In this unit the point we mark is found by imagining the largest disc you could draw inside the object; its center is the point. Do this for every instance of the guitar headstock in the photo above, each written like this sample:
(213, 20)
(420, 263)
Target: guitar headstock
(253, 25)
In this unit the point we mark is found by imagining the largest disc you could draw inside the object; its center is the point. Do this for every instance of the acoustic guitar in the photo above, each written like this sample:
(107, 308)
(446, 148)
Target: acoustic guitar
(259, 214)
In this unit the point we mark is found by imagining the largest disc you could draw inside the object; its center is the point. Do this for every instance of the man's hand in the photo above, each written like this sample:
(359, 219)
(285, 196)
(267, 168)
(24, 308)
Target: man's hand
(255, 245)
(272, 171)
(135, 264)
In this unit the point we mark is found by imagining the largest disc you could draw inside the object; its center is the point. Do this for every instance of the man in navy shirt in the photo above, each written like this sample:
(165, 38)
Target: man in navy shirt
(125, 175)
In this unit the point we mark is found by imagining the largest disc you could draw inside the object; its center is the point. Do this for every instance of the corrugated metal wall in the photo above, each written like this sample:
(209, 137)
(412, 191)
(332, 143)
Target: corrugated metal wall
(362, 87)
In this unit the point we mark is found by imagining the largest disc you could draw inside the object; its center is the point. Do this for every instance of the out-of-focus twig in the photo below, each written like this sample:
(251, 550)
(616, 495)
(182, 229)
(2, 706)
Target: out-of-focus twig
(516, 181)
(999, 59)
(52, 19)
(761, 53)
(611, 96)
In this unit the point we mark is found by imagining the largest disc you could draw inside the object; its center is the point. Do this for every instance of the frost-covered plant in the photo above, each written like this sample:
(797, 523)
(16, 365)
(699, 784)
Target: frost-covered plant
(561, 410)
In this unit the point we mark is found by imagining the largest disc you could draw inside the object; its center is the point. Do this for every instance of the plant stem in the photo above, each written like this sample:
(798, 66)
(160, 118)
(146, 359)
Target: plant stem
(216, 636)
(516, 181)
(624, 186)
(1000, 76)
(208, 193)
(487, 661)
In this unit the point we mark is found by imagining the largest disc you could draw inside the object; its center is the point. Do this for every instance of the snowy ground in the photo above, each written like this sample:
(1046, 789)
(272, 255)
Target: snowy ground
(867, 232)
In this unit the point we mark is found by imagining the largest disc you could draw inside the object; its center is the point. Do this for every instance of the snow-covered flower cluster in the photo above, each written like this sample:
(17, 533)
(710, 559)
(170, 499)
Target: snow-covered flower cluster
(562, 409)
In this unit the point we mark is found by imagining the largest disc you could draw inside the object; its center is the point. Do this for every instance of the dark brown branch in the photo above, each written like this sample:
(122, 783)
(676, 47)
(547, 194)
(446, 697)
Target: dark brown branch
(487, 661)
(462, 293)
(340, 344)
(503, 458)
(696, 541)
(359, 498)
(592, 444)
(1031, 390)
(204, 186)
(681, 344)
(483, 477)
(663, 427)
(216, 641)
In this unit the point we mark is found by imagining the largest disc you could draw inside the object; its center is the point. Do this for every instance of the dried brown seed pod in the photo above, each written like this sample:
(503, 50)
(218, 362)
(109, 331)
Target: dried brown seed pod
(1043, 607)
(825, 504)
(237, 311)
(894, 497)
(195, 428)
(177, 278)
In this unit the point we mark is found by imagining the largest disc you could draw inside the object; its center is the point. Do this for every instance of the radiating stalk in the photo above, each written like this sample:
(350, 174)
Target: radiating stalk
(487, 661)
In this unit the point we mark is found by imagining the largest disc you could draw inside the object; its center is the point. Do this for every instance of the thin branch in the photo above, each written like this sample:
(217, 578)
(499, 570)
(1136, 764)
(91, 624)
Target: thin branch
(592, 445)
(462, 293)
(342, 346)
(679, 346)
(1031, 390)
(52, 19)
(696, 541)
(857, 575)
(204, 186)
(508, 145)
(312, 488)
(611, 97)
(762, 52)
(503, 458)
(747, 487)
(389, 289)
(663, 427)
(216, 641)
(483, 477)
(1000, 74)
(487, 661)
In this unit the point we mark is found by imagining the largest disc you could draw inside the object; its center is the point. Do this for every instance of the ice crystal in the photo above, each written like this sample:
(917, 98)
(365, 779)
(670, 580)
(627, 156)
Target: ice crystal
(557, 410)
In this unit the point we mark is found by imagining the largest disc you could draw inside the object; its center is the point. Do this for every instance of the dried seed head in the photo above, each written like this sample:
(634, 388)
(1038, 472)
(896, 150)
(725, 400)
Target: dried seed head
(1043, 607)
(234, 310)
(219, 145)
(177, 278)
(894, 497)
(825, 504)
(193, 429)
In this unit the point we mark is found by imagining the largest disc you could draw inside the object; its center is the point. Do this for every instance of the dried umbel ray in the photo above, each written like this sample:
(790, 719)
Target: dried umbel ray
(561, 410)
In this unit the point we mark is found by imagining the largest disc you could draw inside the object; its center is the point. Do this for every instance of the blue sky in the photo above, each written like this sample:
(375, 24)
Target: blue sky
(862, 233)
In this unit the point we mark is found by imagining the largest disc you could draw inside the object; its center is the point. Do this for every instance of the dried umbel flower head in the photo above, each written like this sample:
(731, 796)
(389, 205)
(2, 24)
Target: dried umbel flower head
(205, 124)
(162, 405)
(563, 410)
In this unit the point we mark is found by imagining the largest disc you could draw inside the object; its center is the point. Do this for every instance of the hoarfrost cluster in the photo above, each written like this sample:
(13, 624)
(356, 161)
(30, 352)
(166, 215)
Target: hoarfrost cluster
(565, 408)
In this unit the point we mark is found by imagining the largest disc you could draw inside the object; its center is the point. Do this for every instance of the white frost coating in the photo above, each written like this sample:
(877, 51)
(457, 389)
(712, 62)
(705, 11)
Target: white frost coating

^^^^^^^^^^^^^^^^

What you should do - An exact copy of every entry is required.

Reply -
In this unit the point we mark is found by imagining the largest disc you could draw inside the object; its center is the point. Do this for every instance of the guitar headstock in the photo above, each written like this sample:
(213, 20)
(420, 263)
Target: guitar headstock
(253, 25)
In this unit the point we mark is found by imagining the largest disc you could draw inside the object; its center is the point. Do this for every instance of the acoustic guitar in the photo above, each written like this sample:
(107, 308)
(446, 148)
Target: acoustic guitar
(259, 214)
In this unit the point we mark is found by imagining the largest disc you could draw inside the object; its center is the point. Do this for every instance of the man's hand in the photo above, each written like this sample:
(359, 219)
(285, 196)
(267, 168)
(24, 308)
Target: man's hand
(255, 245)
(272, 171)
(135, 264)
In this unit the point we mark is found by imagining the largest disc you could draw inside the object; its center is the point. Do this for every instance of the man in navy shirt in the photo above, each written like this sample:
(165, 38)
Target: man in navy shirt
(125, 175)
In this unit the point we mark is found by imagining the largest disc you could draw inside the object; its center is the point. Do this for every instance of the corrugated metal wall in the photo above, each written like this sample:
(209, 137)
(412, 191)
(332, 143)
Target: corrugated metal wall
(362, 87)
In this unit the point we mark is found by imagining the largest disc you could draw inside the object; its center is the point. Do this for every instance of the out-of-focus twig in the photo below, each written like this sample:
(251, 550)
(616, 495)
(182, 229)
(2, 706)
Target: out-of-focus twig
(516, 181)
(999, 59)
(52, 19)
(761, 53)
(611, 96)
In this unit the point we mark is found by imagining the largest disc you could draw inside the object; its center is the point. Do this for every instance of the frost-covered plant in the photo above, each written like this sample:
(797, 523)
(16, 365)
(699, 784)
Target: frost-covered plant
(561, 410)
In this unit the point we mark is found by imagining the largest disc you could draw inside the object; its center is the point. Do this for every instance of the plant stem in the photo above, each written like this sample:
(798, 66)
(160, 118)
(146, 359)
Target: plant stem
(216, 636)
(516, 181)
(624, 186)
(1000, 76)
(208, 193)
(487, 661)
In this unit the point we mark is found by imagining the largest disc you could draw inside the object; its center is the point. Do this for every instance of the snowy ground in the photo above, each written like this sample:
(1046, 789)
(272, 255)
Target: snowy ground
(867, 232)
In this unit the point we mark is found by imagining the largest disc you could draw inside the object; its center is the point. Do this for every instance of the snow-covered flower cluster in the photo above, each written like this sample:
(17, 533)
(710, 559)
(170, 499)
Target: snow-covered flower cluster
(562, 409)
In this unit the point we mark is found by imagining the largest disc you could draw inside the object; its center is the point. Do this for every instance of the dark brown branch in the photo above, each written like this sample:
(122, 783)
(676, 47)
(547, 194)
(446, 697)
Target: dark brown branch
(487, 661)
(462, 293)
(340, 344)
(503, 458)
(696, 541)
(359, 498)
(592, 444)
(1031, 390)
(204, 186)
(681, 344)
(483, 477)
(663, 427)
(216, 641)
In this unit the point we mark is found by imagining the largest disc you could draw inside the object; its center is the point. Do this for every instance of the dried brown seed pod in the photo above, each written like this sample:
(503, 50)
(218, 362)
(109, 331)
Target: dried brown seed pod
(1043, 607)
(825, 504)
(237, 311)
(894, 497)
(195, 428)
(177, 278)
In this unit the point we mark is found by imagining the largest disc you could draw inside the object; its center is the point. Do this for every instance of the radiating stalk in the photo above, each written like this sample:
(350, 174)
Target: radiating stalk
(487, 661)
In this unit the point we mark is found by imagining the largest disc you could draw inside the object; its center is the point. Do this for every instance of the thin branch in the photo above, each written like this sample:
(217, 578)
(499, 570)
(1136, 764)
(91, 624)
Target: thin branch
(592, 445)
(462, 293)
(342, 346)
(679, 346)
(1031, 390)
(52, 19)
(696, 541)
(857, 575)
(204, 186)
(508, 145)
(312, 488)
(611, 97)
(762, 52)
(503, 458)
(747, 487)
(389, 289)
(663, 427)
(216, 641)
(483, 477)
(1000, 74)
(487, 661)
In this unit the point we mark is found by imagining the largest disc you could draw inside the object; its center is the point. Do this for every instance of the ice crystal in the photo above, each written like this sample:
(917, 98)
(365, 779)
(670, 580)
(627, 156)
Target: ice crystal
(557, 410)
In this unit the point we mark is found by imagining the largest disc you could draw inside the object; its center is the point. Do this for every instance of the dried seed head in the photo above, each written like this sample:
(634, 388)
(1038, 472)
(896, 150)
(725, 400)
Target: dried seed head
(1043, 607)
(234, 310)
(219, 145)
(177, 278)
(894, 497)
(825, 504)
(193, 429)
In this unit the point we mark is found by imagining the largest disc you could draw inside the object; its center is the point. Do this for every instance of the dried umbel ray in the photo above, each written like this sample:
(790, 719)
Target: dried umbel ray
(561, 410)
In this unit the point we mark is found by imagining the largest disc you could draw inside the object; its center is the point. Do this for every instance of the blue sky in the photo above, each written like this sample:
(375, 24)
Target: blue sky
(862, 233)
In this unit the point we mark is found by imagining the largest disc you could draw inside the object; its center is the point. Do this for every instance of the dried umbel flower head in the photo above, each written like this sample:
(731, 796)
(389, 205)
(2, 24)
Target: dried umbel flower head
(205, 124)
(162, 405)
(563, 410)
In this unit the point we mark is found by imagining the largest disc you could draw inside the object; its center is the point. Do this for every instance of the hoarfrost cluster in the photo above, each written like this sample:
(13, 624)
(356, 161)
(30, 352)
(166, 215)
Target: hoarfrost cluster
(565, 408)
In this unit the point we mark is found by imagining the largest disc you could draw inside the object; its center is the point. Do this for every instance of the white frost coating in the photo above, each written like this sample:
(877, 51)
(457, 389)
(712, 62)
(705, 11)
Target: white frost coating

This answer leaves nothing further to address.